§ **Set problem**:
Give every line of the material again, exactly as written.

§ **Excerpted data**:
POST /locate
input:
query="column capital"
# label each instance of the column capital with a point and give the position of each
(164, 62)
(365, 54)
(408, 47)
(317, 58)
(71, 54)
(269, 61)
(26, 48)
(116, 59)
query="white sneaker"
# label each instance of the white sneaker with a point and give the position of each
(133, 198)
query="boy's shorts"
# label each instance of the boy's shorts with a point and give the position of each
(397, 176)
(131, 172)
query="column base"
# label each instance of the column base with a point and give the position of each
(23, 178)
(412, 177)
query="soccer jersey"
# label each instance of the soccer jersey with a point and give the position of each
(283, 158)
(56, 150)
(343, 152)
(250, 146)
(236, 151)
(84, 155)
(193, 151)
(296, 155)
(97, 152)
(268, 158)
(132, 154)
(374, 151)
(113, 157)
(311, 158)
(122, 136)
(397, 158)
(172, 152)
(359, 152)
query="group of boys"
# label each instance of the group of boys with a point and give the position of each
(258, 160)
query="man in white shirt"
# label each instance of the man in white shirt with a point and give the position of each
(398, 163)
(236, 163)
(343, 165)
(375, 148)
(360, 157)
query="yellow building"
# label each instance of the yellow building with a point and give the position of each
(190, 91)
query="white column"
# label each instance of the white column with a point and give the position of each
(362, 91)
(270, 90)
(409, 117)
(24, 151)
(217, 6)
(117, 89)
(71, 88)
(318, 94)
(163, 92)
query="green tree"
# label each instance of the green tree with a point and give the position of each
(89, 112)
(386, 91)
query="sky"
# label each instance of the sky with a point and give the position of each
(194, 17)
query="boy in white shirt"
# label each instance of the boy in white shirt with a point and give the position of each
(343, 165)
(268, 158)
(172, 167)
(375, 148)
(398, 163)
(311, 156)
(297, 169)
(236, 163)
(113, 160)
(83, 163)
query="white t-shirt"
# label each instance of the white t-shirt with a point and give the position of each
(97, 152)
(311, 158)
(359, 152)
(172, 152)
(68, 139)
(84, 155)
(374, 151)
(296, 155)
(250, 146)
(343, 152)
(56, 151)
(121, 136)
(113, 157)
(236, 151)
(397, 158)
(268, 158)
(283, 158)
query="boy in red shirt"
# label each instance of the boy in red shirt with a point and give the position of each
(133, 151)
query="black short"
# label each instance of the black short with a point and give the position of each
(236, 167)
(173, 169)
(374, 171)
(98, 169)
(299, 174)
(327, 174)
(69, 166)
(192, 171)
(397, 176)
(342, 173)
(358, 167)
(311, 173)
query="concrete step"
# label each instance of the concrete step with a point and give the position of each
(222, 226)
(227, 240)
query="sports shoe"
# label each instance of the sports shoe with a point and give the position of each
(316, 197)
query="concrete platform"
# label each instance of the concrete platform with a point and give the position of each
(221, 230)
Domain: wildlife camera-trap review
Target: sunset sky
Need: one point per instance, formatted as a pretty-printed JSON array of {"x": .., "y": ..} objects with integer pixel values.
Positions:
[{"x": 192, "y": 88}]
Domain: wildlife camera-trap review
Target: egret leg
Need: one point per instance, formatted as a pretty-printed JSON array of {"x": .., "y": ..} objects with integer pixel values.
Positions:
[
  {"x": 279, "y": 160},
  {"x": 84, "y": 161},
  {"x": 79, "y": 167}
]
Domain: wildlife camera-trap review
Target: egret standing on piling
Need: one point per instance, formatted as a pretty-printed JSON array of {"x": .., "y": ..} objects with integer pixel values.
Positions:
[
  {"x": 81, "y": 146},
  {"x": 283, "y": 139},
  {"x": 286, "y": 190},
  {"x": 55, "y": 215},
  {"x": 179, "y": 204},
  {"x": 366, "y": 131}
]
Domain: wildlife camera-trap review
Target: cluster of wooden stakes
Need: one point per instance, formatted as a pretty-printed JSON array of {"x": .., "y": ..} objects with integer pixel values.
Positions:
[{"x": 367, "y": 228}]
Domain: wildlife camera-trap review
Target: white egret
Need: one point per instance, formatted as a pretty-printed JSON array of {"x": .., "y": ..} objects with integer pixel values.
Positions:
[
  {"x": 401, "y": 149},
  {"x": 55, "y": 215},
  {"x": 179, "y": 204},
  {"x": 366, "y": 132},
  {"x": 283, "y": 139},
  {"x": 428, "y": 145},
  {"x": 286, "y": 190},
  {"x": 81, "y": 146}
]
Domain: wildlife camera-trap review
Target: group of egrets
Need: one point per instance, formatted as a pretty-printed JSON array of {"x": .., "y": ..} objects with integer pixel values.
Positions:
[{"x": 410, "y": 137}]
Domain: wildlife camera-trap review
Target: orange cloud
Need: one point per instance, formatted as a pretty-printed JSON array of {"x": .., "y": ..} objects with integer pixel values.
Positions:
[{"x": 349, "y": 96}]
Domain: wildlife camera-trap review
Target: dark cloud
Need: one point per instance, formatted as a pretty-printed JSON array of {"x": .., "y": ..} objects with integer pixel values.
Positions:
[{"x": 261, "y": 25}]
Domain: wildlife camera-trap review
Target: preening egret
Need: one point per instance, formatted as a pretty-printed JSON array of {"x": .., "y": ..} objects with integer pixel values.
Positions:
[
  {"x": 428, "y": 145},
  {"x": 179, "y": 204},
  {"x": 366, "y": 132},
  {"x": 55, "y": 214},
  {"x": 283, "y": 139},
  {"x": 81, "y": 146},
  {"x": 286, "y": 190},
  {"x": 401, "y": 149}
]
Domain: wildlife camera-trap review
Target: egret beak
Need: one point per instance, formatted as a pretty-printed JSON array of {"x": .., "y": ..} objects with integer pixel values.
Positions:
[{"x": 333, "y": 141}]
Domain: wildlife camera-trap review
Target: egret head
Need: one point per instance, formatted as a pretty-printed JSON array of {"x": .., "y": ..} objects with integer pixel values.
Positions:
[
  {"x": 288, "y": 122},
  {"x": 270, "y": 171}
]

§ **Answer below**:
POST /locate
input:
query="column capital"
# label each instance of the column capital with a point and give the position of each
(164, 62)
(365, 54)
(408, 47)
(317, 58)
(71, 54)
(269, 61)
(26, 48)
(116, 59)
query="white sneaker"
# label each instance of the white sneaker with a point and give the position of each
(133, 198)
query="boy's shorts"
# label each instance of the boy's shorts with a point and give the position of each
(397, 176)
(131, 172)
query="column base"
# label each instance of the column base with a point and give the position of each
(23, 178)
(412, 177)
query="soccer jersey"
# label each instance of the soccer jersey with a point and give the position of each
(283, 158)
(56, 150)
(343, 152)
(250, 146)
(236, 151)
(84, 155)
(193, 151)
(296, 155)
(97, 152)
(268, 158)
(132, 154)
(374, 151)
(113, 157)
(311, 158)
(122, 136)
(397, 158)
(172, 152)
(359, 152)
query="group of boys"
# label each instance of the group of boys with a point and give the position of each
(258, 160)
query="man in white shirt"
# label each instance of the man in white shirt with a point and give the position of each
(398, 163)
(236, 163)
(343, 165)
(375, 148)
(360, 157)
query="yellow building"
# label each instance of the yellow building with a point and give the position of each
(190, 91)
query="white column"
# label each instance of the white column with a point and give the position of each
(362, 91)
(270, 90)
(409, 117)
(24, 151)
(217, 6)
(117, 89)
(71, 88)
(318, 94)
(163, 92)
query="green tree"
# label each instance of the green tree with a point and give the position of each
(89, 112)
(386, 91)
query="sky"
# label each instance of the sky with a point and give the position of each
(194, 17)
query="boy in white shirt"
# label each instance of the boy in white shirt with a point and give the position of each
(343, 165)
(268, 158)
(172, 167)
(375, 148)
(398, 163)
(311, 156)
(297, 169)
(236, 163)
(113, 160)
(83, 163)
query="white t-shirt"
# label each instance of the white t-shirt with a point and give the position of each
(97, 152)
(311, 158)
(359, 152)
(172, 152)
(68, 139)
(84, 155)
(374, 151)
(296, 155)
(250, 146)
(343, 152)
(56, 151)
(121, 136)
(113, 157)
(236, 151)
(397, 158)
(268, 158)
(283, 158)
query="boy in red shirt"
# label each instance of the boy in red shirt with a point and give the position of each
(133, 151)
query="black short"
# label each instance of the black short with a point and give the position of each
(236, 167)
(173, 169)
(374, 171)
(98, 169)
(299, 174)
(327, 174)
(69, 166)
(192, 171)
(397, 176)
(342, 173)
(358, 167)
(311, 173)
query="concrete step"
# label each instance of the concrete step with a point and give the position of each
(222, 226)
(227, 240)
query="sports shoe"
# label each instance of the sports shoe with a point and give the position of each
(316, 197)
query="concrete platform"
# label each instance of the concrete platform with a point and give the position of each
(221, 230)
Domain: wildlife camera-trap review
Target: sunset sky
Need: one point per instance, formatted as a pretty-printed JSON array of {"x": .., "y": ..} objects with integer pixel values.
Positions:
[{"x": 192, "y": 88}]
Domain: wildlife camera-trap review
Target: egret leg
Need: one point per instance, formatted as a pretty-printed JSON array of {"x": .., "y": ..} objects with integer pixel values.
Positions:
[
  {"x": 279, "y": 160},
  {"x": 84, "y": 161},
  {"x": 79, "y": 167}
]
Domain: wildlife camera-trap review
Target: egret standing on piling
Need: one point per instance, formatted as a pretty-printed JSON array of {"x": .., "y": ..} objects with integer pixel values.
Positions:
[
  {"x": 81, "y": 146},
  {"x": 283, "y": 139},
  {"x": 286, "y": 190},
  {"x": 55, "y": 215},
  {"x": 179, "y": 204},
  {"x": 366, "y": 131}
]
Domain: wildlife camera-trap review
Target: cluster of wooden stakes
Need: one point per instance, formatted as a pretty-printed JSON array of {"x": .., "y": ..} objects with integer pixel values.
Positions:
[{"x": 367, "y": 228}]
Domain: wildlife camera-trap review
Target: white egret
Need: one point per instance, formatted as a pretty-printed JSON array of {"x": .., "y": ..} objects with integer pixel values.
Positions:
[
  {"x": 401, "y": 149},
  {"x": 55, "y": 215},
  {"x": 179, "y": 204},
  {"x": 366, "y": 132},
  {"x": 283, "y": 139},
  {"x": 428, "y": 145},
  {"x": 286, "y": 190},
  {"x": 81, "y": 146}
]
Domain: wildlife camera-trap review
Target: group of egrets
Need: one point per instance, formatted as a pretty-printed JSON array of {"x": .., "y": ..} objects with integer pixel values.
Positions:
[{"x": 410, "y": 137}]
Domain: wildlife camera-trap review
Target: orange cloud
Need: one point per instance, formatted as a pretty-printed JSON array of {"x": .., "y": ..} objects with integer pixel values.
Positions:
[{"x": 349, "y": 96}]
Domain: wildlife camera-trap review
Target: dark cloud
Need: one point per instance, formatted as a pretty-printed JSON array of {"x": .., "y": ..} objects with integer pixel values.
Positions:
[{"x": 261, "y": 25}]
Domain: wildlife camera-trap review
Target: preening egret
Need: one point per instance, formatted as a pretty-printed JSON array of {"x": .., "y": ..} objects with integer pixel values.
Positions:
[
  {"x": 428, "y": 145},
  {"x": 179, "y": 204},
  {"x": 366, "y": 132},
  {"x": 55, "y": 214},
  {"x": 283, "y": 139},
  {"x": 81, "y": 146},
  {"x": 286, "y": 190},
  {"x": 401, "y": 149}
]
Domain: wildlife camera-trap review
Target: egret beak
Need: one point per instance, formatted as a pretty-printed JSON array of {"x": .., "y": ..} objects with integer pixel values.
Positions:
[{"x": 333, "y": 141}]
Domain: wildlife camera-trap review
Target: egret head
Need: one point per instance, formatted as a pretty-printed JSON array of {"x": .., "y": ..} objects with integer pixel values.
Positions:
[
  {"x": 288, "y": 122},
  {"x": 270, "y": 171}
]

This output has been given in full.